Selected extract
# # # #

S1, the first climb, could be anything from a ‘gravel road’ - which is pretty ambiguous - to something like a fire-road. I’d not be the best climber either way, so I’d need to run tires that rolled fast enough not to cost me too much. My 46x42 climbing gear would be fine, given my recent experience around home on it.

S2 and S3 seemed to favour an aero position and fast tires. I’d probably lose time on S1 and have to try to take it back on S2. S3 would be too short to see big time gaps, and didn’t seem like it would be much of a factor.

S4 would be a proper trail, and I’d probably need to try to take the top time there to have a chance of winning. My tires would have to be robust enough for whatever I faced while fatigued and pushing my pace.

I wasn’t concerned about making it through the 110km route, but oriented myself around the 4 segments alone.

What was the course really like?

I mean, c’mon! That shit wasn’t rideable. Nobody could ride that. I didn’t sign up for a walk with my bike; that isn’t a gravel route. WTF?!

More or less, that’s a quote. I’m not going to say from whom, unless he reads this and tells me to name him.

What I can tell you is that I didn’t say it (obviously), nor did Charles Downey or LP Landry, the buddies I rode the event with. We all thought the route was pretty dope. Hard, yeah. LP walked a bunch, while Charles and I worked hard to avoid putting a foot down in error all day; he won: zero to my one dab. Our bikes were quite well-suited to the demands of the route, but that wasn’t true for the rider I quote above. Our experiences over the day shaped our rendering of the route. If it meshed with our ‘gravel bikes’, it would be appropriate to call it a ‘gravel route.’ If it didn’t mesh, it would be experienced as a ‘mountain bike route.’

I didn’t know it was possible to ride so much sand outside of a desert. While this might sound agonizing, it wasn’t necessarily so. We covered a whole heck of a lot of ‘fire-road’, a bunch of singletrack, and very little pavement over the day. Lots of the route was loose, with rounded rocks; not terribly punishing in terms of shock and vibration into the body. One particular stretch of singletrack was essentially a sand spine, which was bizarre. It was also a fun challenge to ride clean. Late into the day, a loose descent was right up there with the gnarilest I’ve ever ridden on a drop-bar bike.

While Charles Downey and I were having fun with all the challenging terrain, conducting a dab-challenge over the day (he won, zero dabs to my one), it was definitely a case of a lot of energy going into line choice and grunting up sandy climbs. The combination of physical and mental difficulty was clearly very hard on many of the riders, while for Charles and me it felt very similar to the 100km MTB rides we do around home. In other words, we were not getting mangled, so we weren’t fighting our bikes. At the same time, we had 47 and 42mm tires; 42 being just big enough to ride well, because Charles is very skilled.

Questions answered

I solicited questions to orient this piece, and collected a few great ones. Thanks to everyone who sent questions!

# # # #

Set task a
Repeat the passage of the ride report word for word, beginning at the words "While Charles Downey" and stopping after "who sent questions!".
These rows have no connection to the ride report.

Box-labeled dataset extracts
# # # #

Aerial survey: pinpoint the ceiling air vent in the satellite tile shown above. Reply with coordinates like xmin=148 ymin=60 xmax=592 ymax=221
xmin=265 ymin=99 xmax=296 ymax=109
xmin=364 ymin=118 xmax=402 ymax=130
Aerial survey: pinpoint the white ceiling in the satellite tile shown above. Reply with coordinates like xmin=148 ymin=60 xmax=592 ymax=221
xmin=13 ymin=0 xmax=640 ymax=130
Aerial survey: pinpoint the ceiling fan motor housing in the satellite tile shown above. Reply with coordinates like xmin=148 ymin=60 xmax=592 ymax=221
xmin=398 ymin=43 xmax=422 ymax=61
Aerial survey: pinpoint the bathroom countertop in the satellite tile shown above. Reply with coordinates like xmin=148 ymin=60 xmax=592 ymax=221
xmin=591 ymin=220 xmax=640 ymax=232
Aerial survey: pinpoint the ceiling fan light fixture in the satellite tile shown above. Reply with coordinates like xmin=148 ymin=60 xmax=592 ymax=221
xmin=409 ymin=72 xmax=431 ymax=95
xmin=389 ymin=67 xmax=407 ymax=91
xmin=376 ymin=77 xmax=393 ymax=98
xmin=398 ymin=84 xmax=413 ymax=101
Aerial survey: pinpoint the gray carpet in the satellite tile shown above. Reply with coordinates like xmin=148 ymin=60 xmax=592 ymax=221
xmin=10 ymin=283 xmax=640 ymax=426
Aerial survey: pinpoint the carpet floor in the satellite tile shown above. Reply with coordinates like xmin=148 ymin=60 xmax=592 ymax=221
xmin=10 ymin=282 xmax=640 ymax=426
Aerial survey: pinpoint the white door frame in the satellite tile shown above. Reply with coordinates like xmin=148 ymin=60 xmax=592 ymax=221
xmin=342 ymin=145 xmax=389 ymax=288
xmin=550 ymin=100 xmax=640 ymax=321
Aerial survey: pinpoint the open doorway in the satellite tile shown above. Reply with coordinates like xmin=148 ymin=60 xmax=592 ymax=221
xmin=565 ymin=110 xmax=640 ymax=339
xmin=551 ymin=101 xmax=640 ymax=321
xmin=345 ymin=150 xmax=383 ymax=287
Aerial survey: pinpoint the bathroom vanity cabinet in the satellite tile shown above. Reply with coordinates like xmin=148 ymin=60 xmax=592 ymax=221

# # # #

Set task b
Reproduce the rows verbatim, beginning at the line that has "Aerial survey: pinpoint the white ceiling" and stopping after the last row.

Written response a
While Charles Downey and I were having fun with all the challenging terrain, conducting a dab-challenge over the day (he won, zero dabs to my one), it was definitely a case of a lot of energy going into line choice and grunting up sandy climbs. The combination of physical and mental difficulty was clearly very hard on many of the riders, while for Charles and me it felt very similar to the 100km MTB rides we do around home. In other words, we were not getting mangled, so we weren’t fighting our bikes. At the same time, we had 47 and 42mm tires; 42 being just big enough to ride well, because Charles is very skilled.

Questions answered

I solicited questions to orient this piece, and collected a few great ones. Thanks to everyone who sent questions!

Written response b
Aerial survey: pinpoint the white ceiling in the satellite tile shown above. Reply with coordinates like xmin=148 ymin=60 xmax=592 ymax=221
xmin=13 ymin=0 xmax=640 ymax=130
Aerial survey: pinpoint the ceiling fan motor housing in the satellite tile shown above. Reply with coordinates like xmin=148 ymin=60 xmax=592 ymax=221
xmin=398 ymin=43 xmax=422 ymax=61
Aerial survey: pinpoint the bathroom countertop in the satellite tile shown above. Reply with coordinates like xmin=148 ymin=60 xmax=592 ymax=221
xmin=591 ymin=220 xmax=640 ymax=232
Aerial survey: pinpoint the ceiling fan light fixture in the satellite tile shown above. Reply with coordinates like xmin=148 ymin=60 xmax=592 ymax=221
xmin=409 ymin=72 xmax=431 ymax=95
xmin=389 ymin=67 xmax=407 ymax=91
xmin=376 ymin=77 xmax=393 ymax=98
xmin=398 ymin=84 xmax=413 ymax=101
Aerial survey: pinpoint the gray carpet in the satellite tile shown above. Reply with coordinates like xmin=148 ymin=60 xmax=592 ymax=221
xmin=10 ymin=283 xmax=640 ymax=426
Aerial survey: pinpoint the carpet floor in the satellite tile shown above. Reply with coordinates like xmin=148 ymin=60 xmax=592 ymax=221
xmin=10 ymin=282 xmax=640 ymax=426
Aerial survey: pinpoint the white door frame in the satellite tile shown above. Reply with coordinates like xmin=148 ymin=60 xmax=592 ymax=221
xmin=342 ymin=145 xmax=389 ymax=288
xmin=550 ymin=100 xmax=640 ymax=321
Aerial survey: pinpoint the open doorway in the satellite tile shown above. Reply with coordinates like xmin=148 ymin=60 xmax=592 ymax=221
xmin=565 ymin=110 xmax=640 ymax=339
xmin=551 ymin=101 xmax=640 ymax=321
xmin=345 ymin=150 xmax=383 ymax=287
Aerial survey: pinpoint the bathroom vanity cabinet in the satellite tile shown above. Reply with coordinates like xmin=148 ymin=60 xmax=592 ymax=221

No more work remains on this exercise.